__Exercise task__: Write out the material below again, unchanged.

__Entries__:

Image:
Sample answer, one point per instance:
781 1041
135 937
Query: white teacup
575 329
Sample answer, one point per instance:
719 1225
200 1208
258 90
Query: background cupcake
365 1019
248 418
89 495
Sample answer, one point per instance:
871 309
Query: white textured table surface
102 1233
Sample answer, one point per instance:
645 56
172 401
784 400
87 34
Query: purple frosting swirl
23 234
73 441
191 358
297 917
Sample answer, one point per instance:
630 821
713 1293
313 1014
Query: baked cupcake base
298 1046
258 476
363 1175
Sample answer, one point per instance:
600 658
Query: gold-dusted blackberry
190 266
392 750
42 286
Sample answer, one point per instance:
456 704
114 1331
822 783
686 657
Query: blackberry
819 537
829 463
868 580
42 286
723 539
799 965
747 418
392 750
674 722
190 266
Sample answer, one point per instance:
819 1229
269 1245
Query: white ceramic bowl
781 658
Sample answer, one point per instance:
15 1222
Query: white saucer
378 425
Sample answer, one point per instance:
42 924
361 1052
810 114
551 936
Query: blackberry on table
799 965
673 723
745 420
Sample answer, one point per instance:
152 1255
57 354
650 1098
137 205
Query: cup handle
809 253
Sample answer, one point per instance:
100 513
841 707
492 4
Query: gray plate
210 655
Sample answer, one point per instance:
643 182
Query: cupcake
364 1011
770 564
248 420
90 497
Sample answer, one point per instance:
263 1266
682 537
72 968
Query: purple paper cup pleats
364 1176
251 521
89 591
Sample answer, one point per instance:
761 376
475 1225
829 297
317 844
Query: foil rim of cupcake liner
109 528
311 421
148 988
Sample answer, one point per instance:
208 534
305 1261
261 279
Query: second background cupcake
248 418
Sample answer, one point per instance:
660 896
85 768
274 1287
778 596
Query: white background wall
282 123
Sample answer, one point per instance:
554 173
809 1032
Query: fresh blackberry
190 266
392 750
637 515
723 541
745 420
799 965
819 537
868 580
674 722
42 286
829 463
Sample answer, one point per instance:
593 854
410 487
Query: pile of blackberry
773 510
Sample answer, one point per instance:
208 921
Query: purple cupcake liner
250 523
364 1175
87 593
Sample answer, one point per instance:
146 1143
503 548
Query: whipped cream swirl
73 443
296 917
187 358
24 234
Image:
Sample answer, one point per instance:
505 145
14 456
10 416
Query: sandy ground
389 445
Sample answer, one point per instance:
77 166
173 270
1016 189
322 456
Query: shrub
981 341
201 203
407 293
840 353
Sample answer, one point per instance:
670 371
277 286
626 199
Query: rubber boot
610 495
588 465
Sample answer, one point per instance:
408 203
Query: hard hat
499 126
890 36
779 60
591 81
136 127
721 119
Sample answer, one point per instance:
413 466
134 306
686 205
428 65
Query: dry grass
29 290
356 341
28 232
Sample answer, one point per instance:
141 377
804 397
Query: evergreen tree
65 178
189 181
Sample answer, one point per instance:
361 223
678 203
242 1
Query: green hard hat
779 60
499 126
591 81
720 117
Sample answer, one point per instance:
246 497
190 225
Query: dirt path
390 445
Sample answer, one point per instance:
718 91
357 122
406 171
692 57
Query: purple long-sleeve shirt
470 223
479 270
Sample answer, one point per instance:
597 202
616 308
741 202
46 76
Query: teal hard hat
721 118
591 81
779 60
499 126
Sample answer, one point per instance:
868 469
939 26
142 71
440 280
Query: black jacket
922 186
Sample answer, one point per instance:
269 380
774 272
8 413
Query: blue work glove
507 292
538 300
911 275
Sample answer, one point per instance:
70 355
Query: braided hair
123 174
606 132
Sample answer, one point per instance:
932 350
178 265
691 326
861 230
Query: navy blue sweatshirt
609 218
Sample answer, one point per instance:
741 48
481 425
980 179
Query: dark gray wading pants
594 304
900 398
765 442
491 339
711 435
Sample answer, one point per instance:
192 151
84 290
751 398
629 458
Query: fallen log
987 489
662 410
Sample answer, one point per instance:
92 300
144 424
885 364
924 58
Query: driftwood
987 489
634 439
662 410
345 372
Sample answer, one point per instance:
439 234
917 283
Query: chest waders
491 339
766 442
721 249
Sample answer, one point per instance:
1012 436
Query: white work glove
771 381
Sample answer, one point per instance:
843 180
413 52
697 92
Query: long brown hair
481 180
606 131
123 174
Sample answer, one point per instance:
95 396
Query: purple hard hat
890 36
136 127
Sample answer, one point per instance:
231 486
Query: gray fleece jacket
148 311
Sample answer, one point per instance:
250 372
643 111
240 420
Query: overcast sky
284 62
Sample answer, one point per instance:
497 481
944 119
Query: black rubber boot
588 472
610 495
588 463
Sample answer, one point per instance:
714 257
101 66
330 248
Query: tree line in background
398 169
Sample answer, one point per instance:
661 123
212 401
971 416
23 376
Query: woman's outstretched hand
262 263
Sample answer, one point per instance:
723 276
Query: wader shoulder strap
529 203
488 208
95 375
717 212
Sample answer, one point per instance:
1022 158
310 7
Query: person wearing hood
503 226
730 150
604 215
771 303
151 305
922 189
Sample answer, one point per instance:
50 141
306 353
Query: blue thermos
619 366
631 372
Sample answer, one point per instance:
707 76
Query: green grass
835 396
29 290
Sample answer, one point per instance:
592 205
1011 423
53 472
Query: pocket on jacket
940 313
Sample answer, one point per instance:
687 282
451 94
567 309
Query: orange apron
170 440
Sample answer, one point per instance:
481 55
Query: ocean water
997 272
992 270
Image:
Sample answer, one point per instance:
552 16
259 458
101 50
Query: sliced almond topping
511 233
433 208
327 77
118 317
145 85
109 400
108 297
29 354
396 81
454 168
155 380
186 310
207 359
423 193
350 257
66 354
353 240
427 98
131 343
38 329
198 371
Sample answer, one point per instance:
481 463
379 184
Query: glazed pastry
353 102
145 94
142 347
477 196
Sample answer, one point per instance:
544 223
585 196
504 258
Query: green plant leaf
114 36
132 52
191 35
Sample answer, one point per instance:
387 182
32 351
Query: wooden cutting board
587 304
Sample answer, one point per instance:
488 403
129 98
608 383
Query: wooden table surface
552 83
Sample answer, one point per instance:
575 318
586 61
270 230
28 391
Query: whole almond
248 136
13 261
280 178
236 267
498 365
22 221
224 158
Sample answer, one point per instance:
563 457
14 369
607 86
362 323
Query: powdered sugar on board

__Task output__:
Image:
Sample answer, one point per instance:
781 1041
135 937
Query: white teacup
575 329
Sample answer, one point per instance:
719 1225
200 1208
258 90
Query: background cupcake
365 1019
248 418
89 495
Sample answer, one point per instance:
871 309
Query: white textured table surface
102 1233
Sample answer, one point per instance:
645 56
172 401
784 400
87 34
Query: purple frosting swirl
23 234
73 441
191 358
297 917
Sample answer, one point per instance:
630 821
713 1293
313 1014
Query: baked cupcake base
298 1046
258 476
363 1175
Sample answer, one point per instance:
600 658
Query: gold-dusted blackberry
190 266
392 750
42 286
Sample answer, one point per instance:
456 704
114 1331
822 783
686 657
Query: blackberry
819 537
829 463
868 580
42 286
723 539
799 965
747 418
392 750
674 722
190 266
Sample answer, one point per instance:
819 1229
269 1245
Query: white ceramic bowl
781 658
Sample answer, one point per instance:
15 1222
Query: white saucer
378 425
Sample answer, one point per instance:
42 924
361 1052
810 114
551 936
Query: blackberry on table
799 965
673 723
745 420
Sample answer, one point per instance:
152 1255
57 354
650 1098
137 205
Query: cup handle
809 253
Sample answer, one point per instance:
100 513
841 707
492 4
Query: gray plate
210 655
Sample answer, one point per instance:
643 182
Query: cupcake
364 1011
770 564
248 420
90 497
Sample answer, one point per instance:
263 1266
682 537
72 968
Query: purple paper cup pleats
364 1176
251 521
89 591
Sample answer, one point per instance:
761 376
475 1225
829 297
317 844
Query: foil rim of cupcake liner
109 528
311 421
148 988
Sample answer, one point per instance:
208 534
305 1261
261 279
Query: second background cupcake
248 418
Sample answer, one point per instance:
660 896
85 768
274 1287
778 596
Query: white background wall
282 123
Sample answer, one point per instance:
554 173
809 1032
Query: fresh blackberry
190 266
392 750
637 515
723 541
745 420
799 965
819 537
868 580
674 722
42 286
829 463
Sample answer, one point per instance:
593 854
410 487
Query: pile of blackberry
773 510
Sample answer, one point per instance:
208 921
Query: purple cupcake liner
250 523
364 1175
87 593
Sample answer, one point per instance:
146 1143
503 548
Query: whipped cream swirl
73 443
296 917
187 358
24 234
Image:
Sample answer, one point per instance:
505 145
14 456
10 416
Query: sandy ground
389 445
Sample answer, one point per instance:
77 166
173 270
1016 189
322 456
Query: shrub
981 341
201 203
407 293
840 353
Sample answer, one point per instance:
670 371
277 286
626 199
Query: rubber boot
610 495
588 465
Sample answer, one point per instance:
408 203
Query: hard hat
499 126
890 36
779 60
591 81
136 127
721 119
Sample answer, one point per instance:
413 466
134 306
686 205
428 65
Query: dry grass
29 290
356 341
28 232
Sample answer, one point per instance:
141 377
804 397
Query: evergreen tree
65 178
189 181
Sample answer, one point per instance:
361 223
678 203
242 1
Query: green hard hat
779 60
499 126
591 81
720 117
Sample answer, one point per instance:
246 497
190 225
Query: dirt path
390 445
Sample answer, one point per instance:
718 91
357 122
406 171
692 57
Query: purple long-sleeve shirt
470 223
479 270
Sample answer, one point per instance:
597 202
616 308
741 202
46 76
Query: teal hard hat
721 118
591 81
779 60
499 126
Sample answer, one point per instance:
868 469
939 26
142 71
440 280
Query: black jacket
922 186
Sample answer, one point per instance:
269 380
774 272
8 413
Query: blue work glove
507 292
538 300
911 275
Sample answer, one point per instance:
70 355
Query: braided hair
123 174
606 132
Sample answer, one point per instance:
932 350
178 265
691 326
861 230
Query: navy blue sweatshirt
609 218
Sample answer, one point per instance:
741 48
481 425
980 179
Query: dark gray wading pants
594 304
900 398
765 442
491 339
711 435
Sample answer, one point per instance:
192 151
84 290
751 398
629 458
Query: fallen log
987 489
662 410
Sample answer, one point per instance:
92 300
144 424
885 364
924 58
Query: driftwood
987 489
634 439
662 410
345 372
Sample answer, one point per instance:
439 234
917 283
Query: chest waders
491 339
766 442
721 249
Sample answer, one point per instance:
1012 436
Query: white work glove
771 381
Sample answer, one point per instance:
843 180
413 52
697 92
Query: long brown hair
481 180
606 131
123 174
Sample answer, one point per instance:
95 396
Query: purple hard hat
890 36
136 127
Sample answer, one point per instance:
231 486
Query: gray fleece jacket
148 311
Sample answer, one point per instance:
250 372
643 111
240 420
Query: overcast sky
284 62
Sample answer, one point per instance:
497 481
944 119
Query: black rubber boot
588 472
610 495
588 463
Sample answer, one point per instance:
714 257
101 66
330 248
Query: tree line in background
398 169
Sample answer, one point per instance:
661 123
212 401
971 416
23 376
Query: woman's outstretched hand
262 263
Sample answer, one point per instance:
723 276
Query: wader shoulder strap
529 203
488 208
95 375
717 212
Sample answer, one point per instance:
1022 158
310 7
Query: person wearing hood
503 226
730 150
604 215
771 303
151 305
922 189
Sample answer, one point per instance:
50 141
306 353
Query: blue thermos
619 366
631 372
Sample answer, one point per instance:
707 76
Query: green grass
835 396
29 290
Sample answer, one point per instance:
592 205
1011 423
53 472
Query: pocket on jacket
940 313
Sample answer, one point per instance:
687 282
451 94
567 309
Query: orange apron
170 440
Sample answer, one point per instance:
481 55
Query: ocean water
997 272
992 270
Image:
Sample answer, one point per instance:
552 16
259 458
101 50
Query: sliced almond topping
511 233
433 208
327 77
118 317
145 85
109 400
108 297
29 354
396 81
454 168
155 380
186 310
207 359
423 193
350 257
66 354
353 240
427 98
131 343
38 329
198 371
Sample answer, one point per instance:
481 463
379 184
Query: glazed pastry
353 102
145 94
142 347
477 196
Sample answer, one point per instance:
544 223
585 196
504 258
Query: green plant leaf
114 36
132 52
191 35
Sample answer, one point per instance:
387 182
32 351
Query: wooden cutting board
587 304
Sample answer, one point per instance:
488 403
129 98
608 383
Query: wooden table surface
552 83
Sample answer, one point per instance:
575 318
586 61
270 230
28 391
Query: whole almond
248 136
13 261
280 178
236 267
498 365
22 221
224 158
Sample answer, one point per instance:
563 457
14 369
607 86
362 323
Query: powdered sugar on board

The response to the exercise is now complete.